EXERCISE GOAL. Repeat nothing but the lines below running from the one containing "Target: monkey's ear" to the one containing "Target: dragon fruit". Keep both end lines.

AVAILABLE DATA.
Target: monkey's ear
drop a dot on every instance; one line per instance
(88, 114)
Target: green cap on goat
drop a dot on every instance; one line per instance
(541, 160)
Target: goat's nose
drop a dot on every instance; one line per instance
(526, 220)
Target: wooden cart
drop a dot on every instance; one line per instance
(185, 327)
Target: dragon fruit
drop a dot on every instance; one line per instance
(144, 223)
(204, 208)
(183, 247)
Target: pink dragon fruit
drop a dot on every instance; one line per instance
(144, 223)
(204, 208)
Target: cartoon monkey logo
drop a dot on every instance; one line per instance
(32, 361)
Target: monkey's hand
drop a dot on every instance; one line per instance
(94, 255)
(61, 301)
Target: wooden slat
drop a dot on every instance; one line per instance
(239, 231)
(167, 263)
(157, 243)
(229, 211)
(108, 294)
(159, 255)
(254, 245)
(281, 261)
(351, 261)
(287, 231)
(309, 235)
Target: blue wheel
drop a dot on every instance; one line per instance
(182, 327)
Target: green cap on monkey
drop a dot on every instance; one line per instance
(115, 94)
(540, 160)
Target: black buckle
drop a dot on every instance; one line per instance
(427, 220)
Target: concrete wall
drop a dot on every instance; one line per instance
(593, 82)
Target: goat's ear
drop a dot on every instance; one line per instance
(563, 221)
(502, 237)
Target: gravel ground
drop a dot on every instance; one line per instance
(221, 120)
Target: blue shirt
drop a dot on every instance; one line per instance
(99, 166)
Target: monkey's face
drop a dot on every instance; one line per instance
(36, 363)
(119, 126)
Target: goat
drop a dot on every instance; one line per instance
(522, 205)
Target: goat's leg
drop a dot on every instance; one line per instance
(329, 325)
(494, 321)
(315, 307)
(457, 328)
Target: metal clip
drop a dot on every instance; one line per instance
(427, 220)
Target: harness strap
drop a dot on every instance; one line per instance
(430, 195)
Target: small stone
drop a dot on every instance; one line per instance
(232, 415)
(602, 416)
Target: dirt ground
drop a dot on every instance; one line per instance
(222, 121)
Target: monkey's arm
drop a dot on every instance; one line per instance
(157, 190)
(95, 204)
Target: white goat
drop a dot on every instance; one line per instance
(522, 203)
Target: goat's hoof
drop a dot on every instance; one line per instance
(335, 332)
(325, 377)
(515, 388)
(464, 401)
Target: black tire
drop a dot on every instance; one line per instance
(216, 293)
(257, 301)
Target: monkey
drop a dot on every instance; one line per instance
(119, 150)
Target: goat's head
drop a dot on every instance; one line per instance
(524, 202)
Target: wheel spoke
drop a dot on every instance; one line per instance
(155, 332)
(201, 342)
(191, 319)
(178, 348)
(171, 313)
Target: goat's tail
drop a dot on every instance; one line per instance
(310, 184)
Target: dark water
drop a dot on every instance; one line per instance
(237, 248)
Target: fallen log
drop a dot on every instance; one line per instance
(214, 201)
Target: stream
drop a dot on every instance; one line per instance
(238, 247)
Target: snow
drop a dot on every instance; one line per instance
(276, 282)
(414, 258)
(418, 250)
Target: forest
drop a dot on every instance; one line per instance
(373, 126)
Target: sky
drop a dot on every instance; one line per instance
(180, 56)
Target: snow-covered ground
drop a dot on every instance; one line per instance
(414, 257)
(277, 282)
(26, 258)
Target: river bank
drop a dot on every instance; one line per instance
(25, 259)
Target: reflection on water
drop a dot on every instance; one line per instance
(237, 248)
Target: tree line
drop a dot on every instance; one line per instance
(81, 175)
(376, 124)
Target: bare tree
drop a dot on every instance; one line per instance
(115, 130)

--

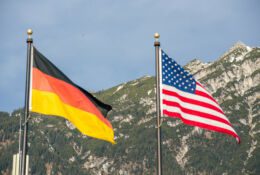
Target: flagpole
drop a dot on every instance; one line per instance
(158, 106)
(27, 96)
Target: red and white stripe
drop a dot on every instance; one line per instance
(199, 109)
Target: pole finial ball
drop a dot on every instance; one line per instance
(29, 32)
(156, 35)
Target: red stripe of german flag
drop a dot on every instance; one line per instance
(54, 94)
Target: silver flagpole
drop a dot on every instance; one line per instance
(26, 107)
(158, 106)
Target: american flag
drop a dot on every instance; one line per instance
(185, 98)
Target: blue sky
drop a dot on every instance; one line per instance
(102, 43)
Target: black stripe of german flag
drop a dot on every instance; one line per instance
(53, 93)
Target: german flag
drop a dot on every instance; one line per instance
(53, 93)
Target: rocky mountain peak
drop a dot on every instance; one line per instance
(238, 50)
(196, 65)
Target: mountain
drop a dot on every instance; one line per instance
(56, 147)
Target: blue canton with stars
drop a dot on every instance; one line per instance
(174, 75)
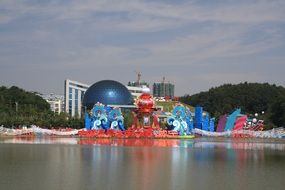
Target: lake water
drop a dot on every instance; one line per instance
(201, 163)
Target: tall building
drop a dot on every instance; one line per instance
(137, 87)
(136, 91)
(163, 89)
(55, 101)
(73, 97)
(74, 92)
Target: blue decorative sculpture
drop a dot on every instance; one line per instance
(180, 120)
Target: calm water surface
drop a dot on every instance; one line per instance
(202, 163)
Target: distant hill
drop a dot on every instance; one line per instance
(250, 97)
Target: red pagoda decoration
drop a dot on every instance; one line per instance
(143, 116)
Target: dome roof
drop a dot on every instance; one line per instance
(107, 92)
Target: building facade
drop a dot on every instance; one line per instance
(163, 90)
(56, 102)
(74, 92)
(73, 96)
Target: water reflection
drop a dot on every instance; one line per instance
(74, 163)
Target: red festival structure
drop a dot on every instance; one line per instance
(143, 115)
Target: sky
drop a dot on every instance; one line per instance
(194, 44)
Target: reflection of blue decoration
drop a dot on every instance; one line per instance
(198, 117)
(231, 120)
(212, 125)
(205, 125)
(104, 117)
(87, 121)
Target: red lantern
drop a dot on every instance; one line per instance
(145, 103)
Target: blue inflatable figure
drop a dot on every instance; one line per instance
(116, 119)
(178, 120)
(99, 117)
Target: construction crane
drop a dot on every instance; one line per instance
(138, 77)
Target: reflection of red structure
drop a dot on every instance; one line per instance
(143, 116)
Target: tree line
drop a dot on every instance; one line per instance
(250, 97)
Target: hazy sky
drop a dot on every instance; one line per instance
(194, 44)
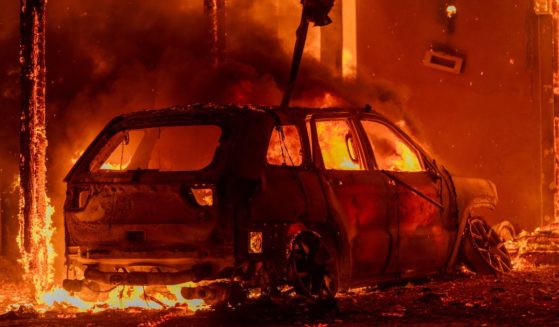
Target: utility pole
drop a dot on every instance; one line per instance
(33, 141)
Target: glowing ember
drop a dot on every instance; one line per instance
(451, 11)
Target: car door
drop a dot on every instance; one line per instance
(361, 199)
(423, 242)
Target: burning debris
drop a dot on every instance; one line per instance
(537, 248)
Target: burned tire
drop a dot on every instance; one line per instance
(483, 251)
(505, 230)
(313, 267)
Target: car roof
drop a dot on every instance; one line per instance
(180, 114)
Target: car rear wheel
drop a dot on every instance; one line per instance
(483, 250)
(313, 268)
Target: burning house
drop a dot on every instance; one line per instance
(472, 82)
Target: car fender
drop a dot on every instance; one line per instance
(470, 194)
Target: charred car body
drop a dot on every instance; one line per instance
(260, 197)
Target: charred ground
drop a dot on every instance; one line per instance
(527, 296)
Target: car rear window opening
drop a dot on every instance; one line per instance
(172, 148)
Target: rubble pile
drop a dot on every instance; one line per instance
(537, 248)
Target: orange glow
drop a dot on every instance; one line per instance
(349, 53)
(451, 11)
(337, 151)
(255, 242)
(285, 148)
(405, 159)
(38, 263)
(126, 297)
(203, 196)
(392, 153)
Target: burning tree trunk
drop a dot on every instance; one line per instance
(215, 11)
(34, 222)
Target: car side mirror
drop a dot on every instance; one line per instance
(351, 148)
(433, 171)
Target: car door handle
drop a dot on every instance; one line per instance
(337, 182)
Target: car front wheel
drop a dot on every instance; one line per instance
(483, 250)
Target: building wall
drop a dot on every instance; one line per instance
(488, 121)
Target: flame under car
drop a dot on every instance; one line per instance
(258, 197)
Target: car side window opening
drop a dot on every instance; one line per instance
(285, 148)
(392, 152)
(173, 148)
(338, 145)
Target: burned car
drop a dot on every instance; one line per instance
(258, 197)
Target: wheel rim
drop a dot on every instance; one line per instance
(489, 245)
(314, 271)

---

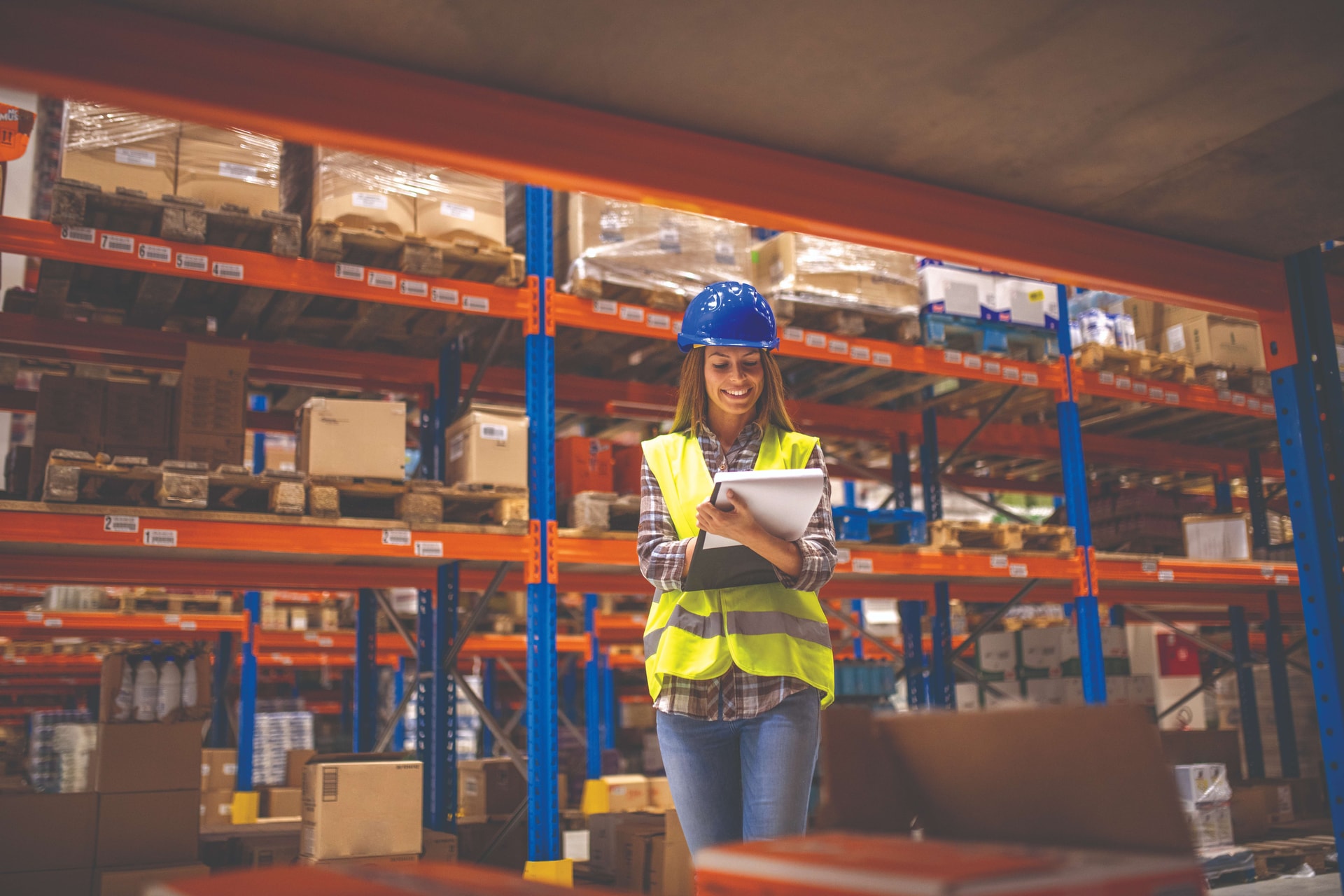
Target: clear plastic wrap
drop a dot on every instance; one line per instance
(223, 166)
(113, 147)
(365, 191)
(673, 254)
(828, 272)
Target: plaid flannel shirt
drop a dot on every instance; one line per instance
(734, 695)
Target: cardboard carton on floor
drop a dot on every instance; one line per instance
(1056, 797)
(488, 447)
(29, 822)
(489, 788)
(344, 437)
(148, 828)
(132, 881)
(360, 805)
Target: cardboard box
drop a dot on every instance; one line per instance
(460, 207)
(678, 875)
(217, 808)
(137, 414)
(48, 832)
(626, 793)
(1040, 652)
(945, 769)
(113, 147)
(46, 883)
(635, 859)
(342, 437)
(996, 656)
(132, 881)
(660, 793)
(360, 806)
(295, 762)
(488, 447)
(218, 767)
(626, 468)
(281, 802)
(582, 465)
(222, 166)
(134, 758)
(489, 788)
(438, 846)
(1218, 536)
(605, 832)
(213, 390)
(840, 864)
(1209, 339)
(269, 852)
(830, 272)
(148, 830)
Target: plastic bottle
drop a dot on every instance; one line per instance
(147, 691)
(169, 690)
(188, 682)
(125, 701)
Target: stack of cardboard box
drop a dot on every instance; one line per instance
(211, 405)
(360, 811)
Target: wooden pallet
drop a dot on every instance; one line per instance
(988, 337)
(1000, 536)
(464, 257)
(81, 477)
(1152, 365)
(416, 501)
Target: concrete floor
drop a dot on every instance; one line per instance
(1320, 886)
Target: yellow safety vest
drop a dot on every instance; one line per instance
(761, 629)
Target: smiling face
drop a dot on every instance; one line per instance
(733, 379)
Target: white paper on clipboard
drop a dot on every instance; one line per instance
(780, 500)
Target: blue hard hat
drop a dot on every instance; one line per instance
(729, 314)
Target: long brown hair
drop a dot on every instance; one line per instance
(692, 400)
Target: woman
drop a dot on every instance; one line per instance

RESULT FOR THIS TASK.
Target: monkey's ear
drop a dot on every instance; one line per instance
(88, 114)
Target: green cap on goat
drop a dot on every instance; one line per instance
(541, 160)
Target: goat's nose
drop a dot on every instance; one line per instance
(526, 220)
Target: wooden cart
drop a dot on every instance; one line per instance
(185, 327)
Target: dragon fruit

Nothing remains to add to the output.